▸ BRIEF:
Work out how many lines in the entries contain the string "Target", and give nothing but that number.

[[ DATA RECORDS open ]]

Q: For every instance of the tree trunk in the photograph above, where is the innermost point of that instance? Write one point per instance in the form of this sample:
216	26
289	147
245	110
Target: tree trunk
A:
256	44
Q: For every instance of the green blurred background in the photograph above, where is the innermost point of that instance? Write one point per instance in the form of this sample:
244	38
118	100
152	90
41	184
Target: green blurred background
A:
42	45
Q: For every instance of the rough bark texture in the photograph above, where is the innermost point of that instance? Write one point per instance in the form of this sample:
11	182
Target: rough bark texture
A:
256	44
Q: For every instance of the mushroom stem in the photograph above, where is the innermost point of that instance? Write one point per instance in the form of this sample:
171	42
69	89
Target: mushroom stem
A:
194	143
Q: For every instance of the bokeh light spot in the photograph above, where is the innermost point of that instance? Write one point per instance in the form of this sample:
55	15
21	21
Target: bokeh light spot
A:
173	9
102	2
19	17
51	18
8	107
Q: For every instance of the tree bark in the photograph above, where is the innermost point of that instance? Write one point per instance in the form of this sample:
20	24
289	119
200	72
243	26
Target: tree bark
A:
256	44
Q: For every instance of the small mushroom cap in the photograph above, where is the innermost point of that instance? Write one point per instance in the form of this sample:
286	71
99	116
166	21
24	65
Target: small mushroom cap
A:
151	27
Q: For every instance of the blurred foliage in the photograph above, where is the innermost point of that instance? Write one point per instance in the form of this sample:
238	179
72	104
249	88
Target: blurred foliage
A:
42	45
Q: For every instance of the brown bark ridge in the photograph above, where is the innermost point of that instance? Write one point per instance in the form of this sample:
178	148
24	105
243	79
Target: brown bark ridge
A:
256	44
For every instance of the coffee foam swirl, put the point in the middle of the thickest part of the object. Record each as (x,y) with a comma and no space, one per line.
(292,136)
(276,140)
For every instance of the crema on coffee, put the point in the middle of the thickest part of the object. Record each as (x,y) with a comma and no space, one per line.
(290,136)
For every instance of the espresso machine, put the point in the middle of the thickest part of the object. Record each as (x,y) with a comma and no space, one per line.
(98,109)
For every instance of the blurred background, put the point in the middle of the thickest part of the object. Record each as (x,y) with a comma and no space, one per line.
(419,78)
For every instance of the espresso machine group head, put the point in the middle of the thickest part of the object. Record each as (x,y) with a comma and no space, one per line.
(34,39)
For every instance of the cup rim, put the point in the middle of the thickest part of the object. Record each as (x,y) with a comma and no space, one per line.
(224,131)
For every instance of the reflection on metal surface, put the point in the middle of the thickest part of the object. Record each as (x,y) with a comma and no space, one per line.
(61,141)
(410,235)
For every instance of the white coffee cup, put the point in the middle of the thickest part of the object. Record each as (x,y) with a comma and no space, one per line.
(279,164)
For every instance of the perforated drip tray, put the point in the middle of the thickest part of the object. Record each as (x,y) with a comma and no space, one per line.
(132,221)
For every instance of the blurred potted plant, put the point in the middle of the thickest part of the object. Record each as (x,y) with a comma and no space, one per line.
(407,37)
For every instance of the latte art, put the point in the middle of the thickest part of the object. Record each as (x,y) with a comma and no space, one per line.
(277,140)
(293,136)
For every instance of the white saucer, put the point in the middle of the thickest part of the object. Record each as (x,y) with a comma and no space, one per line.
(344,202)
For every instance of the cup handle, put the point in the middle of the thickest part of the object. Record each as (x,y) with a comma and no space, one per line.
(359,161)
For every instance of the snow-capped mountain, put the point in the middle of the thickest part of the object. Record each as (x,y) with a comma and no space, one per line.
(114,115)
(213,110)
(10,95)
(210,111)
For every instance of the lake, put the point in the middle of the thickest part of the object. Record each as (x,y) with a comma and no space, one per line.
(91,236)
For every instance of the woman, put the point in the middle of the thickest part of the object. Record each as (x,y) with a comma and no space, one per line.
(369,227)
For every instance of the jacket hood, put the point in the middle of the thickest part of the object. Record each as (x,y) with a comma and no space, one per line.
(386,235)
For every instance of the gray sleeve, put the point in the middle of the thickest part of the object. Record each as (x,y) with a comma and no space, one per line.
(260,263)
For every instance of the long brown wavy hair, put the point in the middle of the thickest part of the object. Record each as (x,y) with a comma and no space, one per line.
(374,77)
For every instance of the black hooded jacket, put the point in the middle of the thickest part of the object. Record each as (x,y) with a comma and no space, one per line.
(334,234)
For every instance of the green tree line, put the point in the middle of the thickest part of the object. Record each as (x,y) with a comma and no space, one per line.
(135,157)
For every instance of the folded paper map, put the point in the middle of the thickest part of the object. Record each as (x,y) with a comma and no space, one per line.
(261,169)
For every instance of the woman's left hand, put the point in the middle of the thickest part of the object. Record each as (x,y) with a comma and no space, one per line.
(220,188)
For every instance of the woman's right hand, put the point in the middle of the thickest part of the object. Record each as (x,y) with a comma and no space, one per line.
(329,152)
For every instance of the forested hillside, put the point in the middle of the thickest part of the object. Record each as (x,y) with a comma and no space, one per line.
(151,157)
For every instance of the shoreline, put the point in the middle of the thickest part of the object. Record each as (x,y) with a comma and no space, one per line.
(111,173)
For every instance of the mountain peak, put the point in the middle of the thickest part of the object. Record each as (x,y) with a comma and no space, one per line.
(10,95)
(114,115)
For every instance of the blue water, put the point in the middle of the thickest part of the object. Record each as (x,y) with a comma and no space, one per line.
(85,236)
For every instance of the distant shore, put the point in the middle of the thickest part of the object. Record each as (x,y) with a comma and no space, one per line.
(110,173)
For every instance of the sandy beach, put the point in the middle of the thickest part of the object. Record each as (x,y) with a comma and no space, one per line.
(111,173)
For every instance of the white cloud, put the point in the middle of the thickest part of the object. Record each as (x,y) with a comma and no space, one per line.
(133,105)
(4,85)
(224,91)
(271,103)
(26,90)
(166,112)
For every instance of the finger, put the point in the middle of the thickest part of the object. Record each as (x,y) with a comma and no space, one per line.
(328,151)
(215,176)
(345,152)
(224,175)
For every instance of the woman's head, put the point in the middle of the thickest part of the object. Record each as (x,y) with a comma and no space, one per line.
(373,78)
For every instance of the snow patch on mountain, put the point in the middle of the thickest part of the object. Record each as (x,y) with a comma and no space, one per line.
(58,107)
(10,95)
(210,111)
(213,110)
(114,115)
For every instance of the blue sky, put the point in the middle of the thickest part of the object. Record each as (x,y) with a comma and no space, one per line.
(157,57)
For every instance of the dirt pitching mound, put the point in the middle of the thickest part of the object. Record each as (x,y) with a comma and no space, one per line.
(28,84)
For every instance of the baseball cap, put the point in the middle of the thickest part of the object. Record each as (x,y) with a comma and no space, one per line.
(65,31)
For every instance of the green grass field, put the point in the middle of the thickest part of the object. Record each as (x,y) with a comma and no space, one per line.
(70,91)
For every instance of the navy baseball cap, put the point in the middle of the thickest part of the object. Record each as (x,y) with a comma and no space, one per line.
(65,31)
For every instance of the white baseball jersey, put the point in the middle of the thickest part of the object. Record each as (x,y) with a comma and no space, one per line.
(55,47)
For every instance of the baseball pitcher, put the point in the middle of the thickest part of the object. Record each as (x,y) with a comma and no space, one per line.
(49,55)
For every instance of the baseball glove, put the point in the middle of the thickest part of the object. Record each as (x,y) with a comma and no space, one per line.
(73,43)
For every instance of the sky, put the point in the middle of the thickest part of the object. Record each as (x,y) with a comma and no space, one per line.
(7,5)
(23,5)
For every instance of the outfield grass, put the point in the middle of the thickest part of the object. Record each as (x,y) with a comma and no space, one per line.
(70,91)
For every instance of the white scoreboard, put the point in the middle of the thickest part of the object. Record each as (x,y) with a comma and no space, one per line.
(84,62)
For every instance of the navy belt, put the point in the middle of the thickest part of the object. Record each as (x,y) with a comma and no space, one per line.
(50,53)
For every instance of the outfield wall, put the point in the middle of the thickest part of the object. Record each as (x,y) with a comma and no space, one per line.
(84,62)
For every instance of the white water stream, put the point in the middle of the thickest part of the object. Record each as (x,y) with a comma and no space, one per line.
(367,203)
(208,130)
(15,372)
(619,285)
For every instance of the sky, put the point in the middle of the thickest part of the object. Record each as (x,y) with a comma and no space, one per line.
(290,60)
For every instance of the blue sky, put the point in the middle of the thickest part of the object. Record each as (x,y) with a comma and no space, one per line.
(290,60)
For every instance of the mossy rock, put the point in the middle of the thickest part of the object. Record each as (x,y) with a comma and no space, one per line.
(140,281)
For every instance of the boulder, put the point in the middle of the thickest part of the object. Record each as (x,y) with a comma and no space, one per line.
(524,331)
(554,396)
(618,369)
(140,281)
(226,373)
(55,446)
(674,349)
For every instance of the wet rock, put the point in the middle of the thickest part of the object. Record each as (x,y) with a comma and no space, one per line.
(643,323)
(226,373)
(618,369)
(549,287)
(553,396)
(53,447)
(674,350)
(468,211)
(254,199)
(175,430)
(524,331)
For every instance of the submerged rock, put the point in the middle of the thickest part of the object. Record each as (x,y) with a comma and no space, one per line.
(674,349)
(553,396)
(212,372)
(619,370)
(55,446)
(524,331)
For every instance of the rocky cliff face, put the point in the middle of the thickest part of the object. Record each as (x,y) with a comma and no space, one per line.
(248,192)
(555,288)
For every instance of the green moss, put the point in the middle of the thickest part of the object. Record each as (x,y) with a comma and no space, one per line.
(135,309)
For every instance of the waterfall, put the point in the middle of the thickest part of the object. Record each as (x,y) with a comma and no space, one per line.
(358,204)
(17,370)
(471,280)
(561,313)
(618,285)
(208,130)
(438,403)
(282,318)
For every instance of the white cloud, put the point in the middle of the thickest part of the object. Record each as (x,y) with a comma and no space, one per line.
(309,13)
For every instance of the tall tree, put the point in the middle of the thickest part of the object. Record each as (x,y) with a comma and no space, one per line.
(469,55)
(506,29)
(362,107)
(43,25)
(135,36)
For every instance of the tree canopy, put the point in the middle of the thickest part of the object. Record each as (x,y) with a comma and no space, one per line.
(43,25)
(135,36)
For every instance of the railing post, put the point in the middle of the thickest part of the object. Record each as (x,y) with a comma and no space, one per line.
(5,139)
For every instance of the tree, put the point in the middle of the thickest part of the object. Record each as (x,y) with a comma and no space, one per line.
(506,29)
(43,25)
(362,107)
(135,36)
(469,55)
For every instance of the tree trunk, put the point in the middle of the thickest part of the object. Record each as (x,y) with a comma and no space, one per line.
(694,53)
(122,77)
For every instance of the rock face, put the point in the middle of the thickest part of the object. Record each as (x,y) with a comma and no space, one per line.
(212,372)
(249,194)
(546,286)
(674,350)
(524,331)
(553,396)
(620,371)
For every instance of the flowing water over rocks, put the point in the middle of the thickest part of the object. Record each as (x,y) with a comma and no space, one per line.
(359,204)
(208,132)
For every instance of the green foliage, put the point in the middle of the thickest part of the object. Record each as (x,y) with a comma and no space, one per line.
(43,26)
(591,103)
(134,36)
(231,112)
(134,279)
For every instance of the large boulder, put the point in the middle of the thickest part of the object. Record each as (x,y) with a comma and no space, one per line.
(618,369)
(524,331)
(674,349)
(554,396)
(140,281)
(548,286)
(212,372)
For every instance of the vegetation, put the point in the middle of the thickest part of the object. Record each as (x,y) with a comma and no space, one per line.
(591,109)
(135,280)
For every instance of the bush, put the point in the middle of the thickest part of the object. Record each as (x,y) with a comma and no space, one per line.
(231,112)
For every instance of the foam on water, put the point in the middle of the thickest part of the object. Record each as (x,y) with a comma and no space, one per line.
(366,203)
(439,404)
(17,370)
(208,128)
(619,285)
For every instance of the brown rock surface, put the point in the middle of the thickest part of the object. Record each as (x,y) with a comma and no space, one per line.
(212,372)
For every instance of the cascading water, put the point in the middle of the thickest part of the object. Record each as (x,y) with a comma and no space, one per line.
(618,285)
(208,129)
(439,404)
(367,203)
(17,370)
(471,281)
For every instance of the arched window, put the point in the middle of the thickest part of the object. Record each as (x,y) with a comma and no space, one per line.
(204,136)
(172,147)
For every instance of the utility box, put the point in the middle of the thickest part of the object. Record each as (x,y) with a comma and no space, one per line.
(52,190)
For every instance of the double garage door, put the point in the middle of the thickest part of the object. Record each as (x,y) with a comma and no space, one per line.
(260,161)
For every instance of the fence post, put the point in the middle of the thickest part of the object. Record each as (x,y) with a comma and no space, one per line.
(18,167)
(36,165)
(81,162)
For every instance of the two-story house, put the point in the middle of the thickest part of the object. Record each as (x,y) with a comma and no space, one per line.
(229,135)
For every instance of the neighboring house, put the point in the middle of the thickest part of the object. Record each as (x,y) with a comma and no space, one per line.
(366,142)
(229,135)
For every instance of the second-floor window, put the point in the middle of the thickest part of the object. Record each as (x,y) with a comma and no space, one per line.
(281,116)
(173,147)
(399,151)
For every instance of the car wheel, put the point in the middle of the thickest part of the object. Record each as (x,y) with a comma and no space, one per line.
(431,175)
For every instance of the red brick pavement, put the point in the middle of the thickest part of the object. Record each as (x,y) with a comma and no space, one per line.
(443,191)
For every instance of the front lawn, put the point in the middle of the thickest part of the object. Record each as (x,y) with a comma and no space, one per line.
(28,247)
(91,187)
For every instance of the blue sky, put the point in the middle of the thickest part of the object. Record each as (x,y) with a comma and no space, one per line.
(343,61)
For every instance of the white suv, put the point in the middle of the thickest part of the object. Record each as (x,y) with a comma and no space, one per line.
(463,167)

[[ DATA RECORDS closed ]]

▸ EXERCISE RESULT:
9